▶ _Exercise prompt_
Reproduce the data shown below exactly.

▶ _Given entries_
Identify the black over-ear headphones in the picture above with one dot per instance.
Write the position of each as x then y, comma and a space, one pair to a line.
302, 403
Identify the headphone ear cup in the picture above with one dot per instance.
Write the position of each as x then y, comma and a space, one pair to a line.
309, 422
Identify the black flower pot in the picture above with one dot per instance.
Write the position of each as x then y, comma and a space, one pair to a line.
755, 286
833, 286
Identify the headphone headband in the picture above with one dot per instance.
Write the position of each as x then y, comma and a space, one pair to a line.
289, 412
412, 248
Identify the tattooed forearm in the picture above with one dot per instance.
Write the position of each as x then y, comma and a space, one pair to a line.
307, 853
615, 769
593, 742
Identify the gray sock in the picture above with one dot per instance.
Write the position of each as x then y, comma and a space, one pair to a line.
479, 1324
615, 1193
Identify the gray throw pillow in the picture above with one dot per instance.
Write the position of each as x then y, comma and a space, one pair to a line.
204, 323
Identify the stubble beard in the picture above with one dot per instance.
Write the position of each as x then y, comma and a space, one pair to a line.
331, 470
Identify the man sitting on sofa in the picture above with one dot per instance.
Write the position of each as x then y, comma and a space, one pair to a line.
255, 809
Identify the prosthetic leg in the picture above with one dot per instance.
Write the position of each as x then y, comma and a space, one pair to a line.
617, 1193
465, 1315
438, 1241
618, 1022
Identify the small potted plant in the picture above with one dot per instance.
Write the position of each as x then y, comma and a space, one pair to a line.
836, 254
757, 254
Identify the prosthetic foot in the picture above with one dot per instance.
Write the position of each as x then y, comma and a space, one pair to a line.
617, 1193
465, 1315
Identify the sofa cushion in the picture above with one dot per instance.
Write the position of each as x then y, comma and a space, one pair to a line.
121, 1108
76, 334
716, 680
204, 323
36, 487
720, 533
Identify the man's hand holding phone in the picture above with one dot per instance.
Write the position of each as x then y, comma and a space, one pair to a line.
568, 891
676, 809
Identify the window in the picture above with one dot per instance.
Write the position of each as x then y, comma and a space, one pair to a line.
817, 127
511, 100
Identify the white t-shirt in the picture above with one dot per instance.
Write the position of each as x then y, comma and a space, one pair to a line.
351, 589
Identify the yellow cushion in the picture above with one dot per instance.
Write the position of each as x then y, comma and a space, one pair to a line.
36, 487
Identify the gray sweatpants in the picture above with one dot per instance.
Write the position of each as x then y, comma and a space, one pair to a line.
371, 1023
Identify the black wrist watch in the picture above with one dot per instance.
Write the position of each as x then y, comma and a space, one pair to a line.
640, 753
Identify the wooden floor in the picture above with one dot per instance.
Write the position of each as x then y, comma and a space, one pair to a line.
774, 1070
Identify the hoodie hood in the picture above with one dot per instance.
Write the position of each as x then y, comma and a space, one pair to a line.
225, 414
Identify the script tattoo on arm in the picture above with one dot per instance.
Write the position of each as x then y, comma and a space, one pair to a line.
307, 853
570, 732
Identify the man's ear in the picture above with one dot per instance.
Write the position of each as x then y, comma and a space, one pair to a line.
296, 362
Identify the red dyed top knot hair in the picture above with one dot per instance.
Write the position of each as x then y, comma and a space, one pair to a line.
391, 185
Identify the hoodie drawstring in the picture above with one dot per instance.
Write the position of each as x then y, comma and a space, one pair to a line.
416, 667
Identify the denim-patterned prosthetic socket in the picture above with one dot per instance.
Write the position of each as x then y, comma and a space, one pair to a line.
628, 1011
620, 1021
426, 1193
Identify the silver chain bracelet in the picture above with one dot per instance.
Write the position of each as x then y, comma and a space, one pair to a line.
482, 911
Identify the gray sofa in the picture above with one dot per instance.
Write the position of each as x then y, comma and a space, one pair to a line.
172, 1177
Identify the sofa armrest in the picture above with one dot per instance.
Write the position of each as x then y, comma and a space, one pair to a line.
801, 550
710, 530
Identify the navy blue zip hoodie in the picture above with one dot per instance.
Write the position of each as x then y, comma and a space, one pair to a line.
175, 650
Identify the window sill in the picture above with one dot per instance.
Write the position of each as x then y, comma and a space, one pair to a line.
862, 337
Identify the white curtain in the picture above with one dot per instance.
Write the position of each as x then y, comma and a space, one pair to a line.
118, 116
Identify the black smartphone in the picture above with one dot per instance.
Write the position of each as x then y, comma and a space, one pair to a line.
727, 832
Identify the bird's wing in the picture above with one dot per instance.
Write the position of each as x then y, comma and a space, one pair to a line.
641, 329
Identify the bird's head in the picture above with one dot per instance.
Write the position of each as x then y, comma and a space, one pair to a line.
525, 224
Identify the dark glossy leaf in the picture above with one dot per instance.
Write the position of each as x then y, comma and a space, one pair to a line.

▶ _Answer section_
Identify the black over-ear headphones in the picture above with one dot per instance.
Write the position of each as x then y, comma and a space, one pair to a line.
302, 403
Identify the headphone ear cup in the picture above with one dot per instance.
Write the position of each as x then y, comma and a space, one pair to a line.
309, 422
Identify the black flower pot in the picture above with one dot per instance.
Write the position of each as x then y, comma and a space, one pair to a line.
755, 286
833, 286
Identify the headphone headband in the picture above with one dot per instance.
Write the position of each as x then y, comma and a space, one pair to a line.
289, 412
412, 248
Identify the tattooed forearm in the picture above with one dot per instance.
Write the position of each as x then y, comma and a space, one pair to a line.
307, 853
615, 769
593, 742
Identify the gray sock in the picture above with one dot per instance.
Write the position of each as x then y, comma and a space, one pair to a line.
479, 1324
615, 1193
Identify the gray throw pillow in the picture above with one dot per instance.
Write the position of each as x then y, comma and a space, one pair to a line.
204, 323
Identify the stubble beard in the picture above with one dot per instance.
Write the position of each as x then y, comma and a space, one pair to a line.
331, 470
Identify the man sitting on sofa in the picture above with one dot per instance.
Write the position of each as x then y, comma and a space, one pair to a line.
255, 809
Identify the prosthetic leg in the picture above with one dot per instance.
Write the position of each as x then y, comma and a space, one pair to a line.
617, 1193
465, 1315
438, 1241
618, 1022
Identify the small potted plant in the picture above with one dot per instance.
Write the position of each as x then y, comma and a space, one pair to a line.
836, 254
757, 254
Identify the prosthetic foot in the picture above with one dot per instance.
Write the position of each as x then y, comma and a space, one pair to a line.
617, 1193
465, 1315
Identify the sofa cushion in the picture above with one dot per instance.
Write the position of each as x then y, comma and a space, one pair to a line.
121, 1108
76, 334
716, 680
204, 323
36, 487
720, 533
Identify the man's hand holding phone in the picture above with one dot per instance.
Write the position of each as x then y, comma and a space, one pair to a line.
568, 891
676, 809
Identify the window in the picture above with one dot per instance.
Write the position of each as x then y, comma and a space, one pair to a line.
817, 127
511, 100
Identify the white t-shirt in the picture above with one dot per instance.
Write the position of each as x then y, comma and a space, one pair to a line.
351, 589
Identify the yellow cushion in the picture above with one dot per instance.
Write the position of each as x then y, comma and a space, one pair to a line.
36, 487
Identify the gray sweatpants in the picture above with one dot per instance.
Write the position of each as x then y, comma and a space, one pair to a line.
371, 1023
Identify the black wrist watch in the picture above with one dot per instance.
Write the position of each as x then y, comma and a space, one pair to a line.
640, 753
Identify the wooden floor in the picture above with one dot per instance.
Write the position of each as x then y, comma and a space, one pair to a line.
774, 1070
Identify the hoodie hood in the picture above with one dot per instance.
Write the position of each as x then y, comma and a space, one pair to a line.
225, 414
Identify the script tattoo on arm in the picture above with one dot per instance.
Write the position of each as x then y, comma and a space, one pair to a line.
307, 853
570, 732
Identify the man's ear in the picture above with one dot per instance.
Write the position of each as x then y, comma and a space, one pair to a line.
296, 362
Identify the red dyed top knot hair in the picture above with one dot per instance.
Write the position of each as x then y, comma and a space, one pair to a line.
391, 185
Identify the hoodie drawstring in the picture above with one dot per instance.
Write the position of each as x then y, comma and a space, one pair to a line.
416, 667
Identify the denim-patterned prosthetic socket in the picture above with one dot per instance.
Write the position of each as x then y, comma and a space, one pair to a line.
628, 1011
620, 1021
426, 1193
Identify the silver chain bracelet in the picture above with one dot per instance.
Write the position of each as x then y, comma and a space, one pair to a line.
482, 911
Identify the gray sofa in the picture above with one dot per instance.
Write the position of each as x then y, comma and a space, one pair to a line.
172, 1177
Identify the sofa armrest in the picture above with one dot per instance.
Write the position of each as x then y, comma and a space, one pair to a line.
801, 550
710, 530
Identify the navy blue zip hoodie in the picture above with one dot per instance.
Write the position of each as x then y, comma and a space, one pair to a line.
175, 650
Identify the window sill in the picture above with one dot per instance.
Write the position of each as x then y, comma and a space, one pair to a line.
862, 337
Identify the white curtain in the picture above with one dot per instance.
Write the position of each as x then y, comma and a space, one pair to a line.
118, 116
Identify the black smartphone in the picture above with one dot per instance.
Write the position of each as x then y, comma and a space, one pair to a line.
727, 832
Identify the bird's wing in the picture above with one dot per instance.
Write the position of each as x then y, comma and a space, one pair to a line.
641, 329
Identify the bird's head in the picture above with one dot per instance.
Write the position of each as x then y, comma and a space, one pair to a line.
525, 224
Identify the dark glossy leaf in the picture above with one dot per instance.
Write the position of each as x then y, comma and a space, one pair to a line.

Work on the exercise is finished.